-- TEXT UNDER STUDY --
__________
Georgian Orthodox monastery in Tbilisi, Georgia

The Lurji Monastery (ლურჯი მონასტერი), that is the "Blue Monastery", is a 12th-century Georgian Orthodox church built in the name of Saint Andrew in the Vere neighborhood of Tbilisi, Georgia. The popular historical name lurji ("blue") is derived from its roof, adorned with glazed blue tile.

== History ==
The church stands in the central part of Tbilisi, at the Vere Park, on the right bank of the Mtkvari, not far from the mouth of the Vere River. The original edifice of the Lurji Monastery was built in the 1180s, in the reign of Queen Tamar. It was a domed cross-in-square design, with a pair of dome-bearing columns and an extended apse. A lengthy inscription in the southern tympanum, in the medieval Georgian asomtavruli script, identifies a sponsor, Basil, the former archbishop of Kartli. The heavily damaged church was restored as a three-nave brick basilica, without a dome, in the 17th century. In the 18th century, the church was in possession of the Gabashvili noble family. In 1873, under the Russian rule, the church was reconstructed, according to Aleksandr Chizhov's project, with new brick walls attached and a new round dome, alien to the Georgian architectural forms, was added. A new church, that of St. John the Theologian, a typical Russian design, was built south to the Lurji Monastery, under the viceroy Grigory Galitzine from 1898 to 1901.

During the Soviet era, the Lurji Monastery building was used as a factory, a warehouse, and finally, as the Museum of Georgian Medicine. In 1990, the Lurji Monastery was restored to the Georgian Orthodox Church and Christian services were resumed. In 1995, the old dome was replaced with a new conical one which was more in line with traditional Georgian design. Of the original 12th-century structure, only an apse with large windows adorned with fretwork framing, lower half of southern wall, and a couple of stone rows of western and northern façades survive.
__________
-- DATA FOR REVIEW --
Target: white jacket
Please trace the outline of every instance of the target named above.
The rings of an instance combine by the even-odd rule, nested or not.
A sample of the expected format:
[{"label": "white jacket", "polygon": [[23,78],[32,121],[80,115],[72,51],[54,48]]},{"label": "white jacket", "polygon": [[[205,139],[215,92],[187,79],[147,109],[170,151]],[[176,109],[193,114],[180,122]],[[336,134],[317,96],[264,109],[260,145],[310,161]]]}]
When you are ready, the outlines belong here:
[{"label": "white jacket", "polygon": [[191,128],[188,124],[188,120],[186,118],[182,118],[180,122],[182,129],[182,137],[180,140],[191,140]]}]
__________
-- PROBLEM 1 --
Rewrite the Lurji Monastery text starting at "During the Soviet" and ending at "northern façades survive.", putting "storehouse" in place of "warehouse".
-- PROBLEM 2 --
According to the Lurji Monastery text, what gives the monastery its popular name "blue"?

-- YOUR SOLUTION 1 --
During the Soviet era, the Lurji Monastery building was used as a factory, a storehouse, and finally, as the Museum of Georgian Medicine. In 1990, the Lurji Monastery was restored to the Georgian Orthodox Church and Christian services were resumed. In 1995, the old dome was replaced with a new conical one which was more in line with traditional Georgian design. Of the original 12th-century structure, only an apse with large windows adorned with fretwork framing, lower half of southern wall, and a couple of stone rows of western and northern façades survive.

-- YOUR SOLUTION 2 --
Its roof, which is decorated with glazed blue tile.